Stated problem — Copy each of the following items word for word, omitting the pictures from your transcription.

==== Provided information

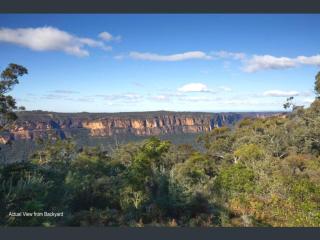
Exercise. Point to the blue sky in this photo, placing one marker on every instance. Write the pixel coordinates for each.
(149, 62)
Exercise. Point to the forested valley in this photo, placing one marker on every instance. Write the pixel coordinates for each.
(263, 172)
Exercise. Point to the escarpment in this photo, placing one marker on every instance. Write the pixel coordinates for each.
(37, 124)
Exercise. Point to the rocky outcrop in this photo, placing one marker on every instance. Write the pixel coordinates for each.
(33, 125)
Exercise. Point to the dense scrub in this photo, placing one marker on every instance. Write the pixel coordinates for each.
(264, 172)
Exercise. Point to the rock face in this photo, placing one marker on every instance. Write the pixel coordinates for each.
(38, 124)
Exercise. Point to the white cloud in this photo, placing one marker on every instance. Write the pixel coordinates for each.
(226, 54)
(50, 39)
(262, 62)
(313, 60)
(279, 93)
(257, 63)
(106, 36)
(169, 58)
(194, 87)
(123, 97)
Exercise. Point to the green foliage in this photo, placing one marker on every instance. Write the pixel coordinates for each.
(262, 172)
(8, 78)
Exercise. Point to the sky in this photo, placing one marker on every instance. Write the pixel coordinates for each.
(151, 62)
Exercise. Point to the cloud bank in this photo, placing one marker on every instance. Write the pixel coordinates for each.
(169, 58)
(50, 39)
(265, 62)
(279, 93)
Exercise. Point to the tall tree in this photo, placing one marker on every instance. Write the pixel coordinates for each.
(317, 85)
(8, 79)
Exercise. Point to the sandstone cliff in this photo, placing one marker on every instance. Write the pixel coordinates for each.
(38, 124)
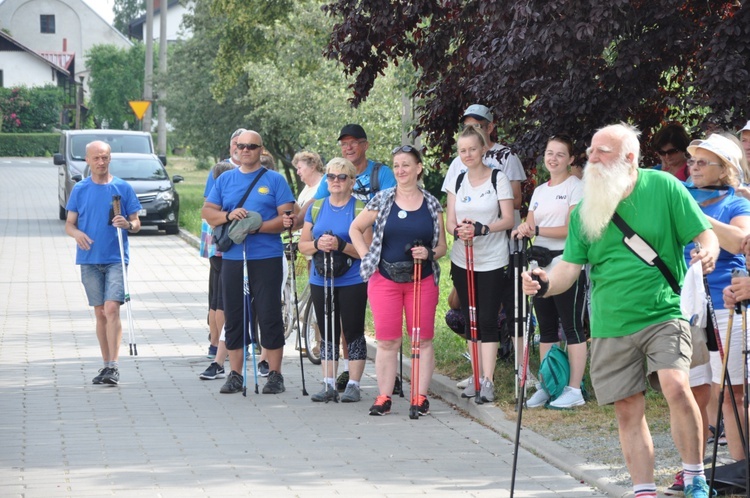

========

Exercise answer —
Exercise. Point to the blue sky in this photo, placing one marker on every instance. Write the pixel coordinates for each.
(149, 62)
Exercise. Point to the forested valley in this photo, placing one marker on every instance. Write the pixel coordinates for each.
(263, 172)
Exercise. Point to the escarpment in this photo, placing one marker on every instance. Write the pixel coordinates for each.
(37, 124)
Exercise. Point to the rocky outcrop in this photo, placing one marker on every instance. Write the pixel coordinates for each.
(33, 125)
Exercise. Point to the dense scrub in this photo, placing one marker on every instance. Write the pixel coordinates for each.
(264, 172)
Exercise. Point to the rock face in this photo, placing one marker on every instance. Write the pixel coordinates for each.
(38, 124)
Exercise. Point to the white cloud in this photo, placing one marker on every instance. Write the pixel coordinates for each.
(226, 54)
(50, 39)
(262, 62)
(313, 60)
(279, 93)
(257, 63)
(106, 36)
(169, 58)
(194, 87)
(123, 97)
Exercise. Point to the green foliage in this photo, placing one marker on every instance. Write the pixel coordinates for each.
(262, 172)
(8, 78)
Exercise. Point to the sky in this photo, placing one marker on every instance. Write the pixel coordinates for each.
(151, 62)
Exercise. Point to the cloud bank in this photo, placing one marker on every instance. Write the pixel coordinates for each.
(169, 58)
(50, 39)
(265, 62)
(279, 93)
Exercise. Point to the tall tree in this photo, placing one marker on every instance. Write the pixel coordinates for each.
(317, 85)
(8, 79)
Exercise. Point to the sandstone cliff in this photo, placing one marker on every instance. Write the pixel coordinates for each.
(38, 124)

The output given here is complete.